Problem to solve:
Turn every line of the records below into a numbered list, skipping any blank lines and leaving the pictures out.

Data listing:
------------

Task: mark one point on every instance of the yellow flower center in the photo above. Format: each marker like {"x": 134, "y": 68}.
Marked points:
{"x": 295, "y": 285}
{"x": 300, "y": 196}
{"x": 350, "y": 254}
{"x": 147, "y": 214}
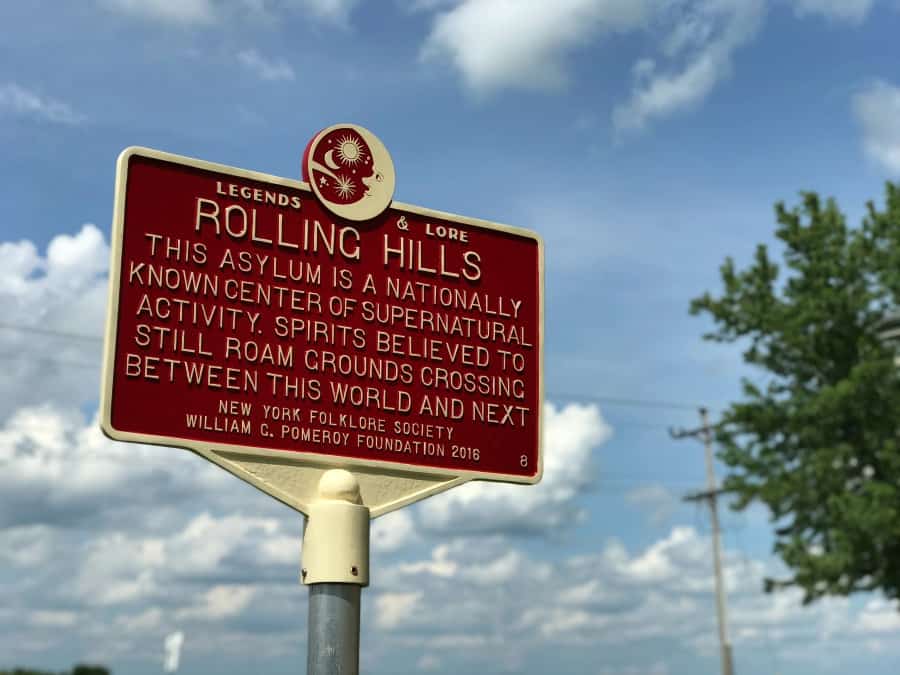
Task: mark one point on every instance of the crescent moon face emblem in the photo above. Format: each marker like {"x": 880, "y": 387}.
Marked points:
{"x": 350, "y": 172}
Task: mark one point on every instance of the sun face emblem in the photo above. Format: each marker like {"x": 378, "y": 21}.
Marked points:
{"x": 349, "y": 150}
{"x": 350, "y": 171}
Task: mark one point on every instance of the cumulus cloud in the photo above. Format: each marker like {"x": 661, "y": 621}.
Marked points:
{"x": 877, "y": 111}
{"x": 697, "y": 54}
{"x": 490, "y": 594}
{"x": 264, "y": 68}
{"x": 52, "y": 313}
{"x": 571, "y": 435}
{"x": 852, "y": 11}
{"x": 22, "y": 102}
{"x": 476, "y": 38}
{"x": 657, "y": 502}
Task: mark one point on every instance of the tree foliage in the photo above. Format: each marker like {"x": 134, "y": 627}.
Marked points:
{"x": 80, "y": 669}
{"x": 815, "y": 438}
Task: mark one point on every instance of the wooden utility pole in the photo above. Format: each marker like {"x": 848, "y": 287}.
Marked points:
{"x": 710, "y": 495}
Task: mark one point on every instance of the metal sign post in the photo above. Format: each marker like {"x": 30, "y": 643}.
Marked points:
{"x": 345, "y": 353}
{"x": 335, "y": 567}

------------

Finished answer:
1. Task: mark one point on every instance of the yellow flower center in the photo above. Format: each marker like {"x": 134, "y": 68}.
2. Marked points:
3. {"x": 295, "y": 285}
4. {"x": 300, "y": 196}
5. {"x": 350, "y": 254}
6. {"x": 147, "y": 214}
7. Task: mark one point on every instance of the crescent moon face emblem in the photo above. Format: each marker like {"x": 880, "y": 387}.
8. Marked points:
9. {"x": 350, "y": 172}
10. Task: mark one point on every instance of the sun face emblem in the photo above. Format: each marker like {"x": 378, "y": 21}.
11. Marked points:
12. {"x": 349, "y": 150}
13. {"x": 350, "y": 171}
14. Task: mark one point on every instance of the cumulus cloud in the photo above. Format: each marker like {"x": 661, "y": 621}.
15. Marked points:
16. {"x": 877, "y": 111}
17. {"x": 697, "y": 54}
18. {"x": 490, "y": 594}
19. {"x": 264, "y": 68}
20. {"x": 52, "y": 313}
21. {"x": 571, "y": 435}
22. {"x": 852, "y": 11}
23. {"x": 22, "y": 102}
24. {"x": 476, "y": 38}
25. {"x": 657, "y": 502}
26. Task: mark one point on every instance of the tree foliage in the photo above. Format: each marker like {"x": 134, "y": 627}.
27. Marked points:
28. {"x": 80, "y": 669}
29. {"x": 815, "y": 438}
30. Task: mark one point on every instance of the wooden utility pole in the photo above. Format: each marker like {"x": 848, "y": 287}.
31. Marked points:
32. {"x": 710, "y": 495}
33. Task: mark one point on every instance of the metal sign post in the photo above. Format: each marker like {"x": 30, "y": 643}.
34. Marked points:
35. {"x": 345, "y": 353}
36. {"x": 335, "y": 567}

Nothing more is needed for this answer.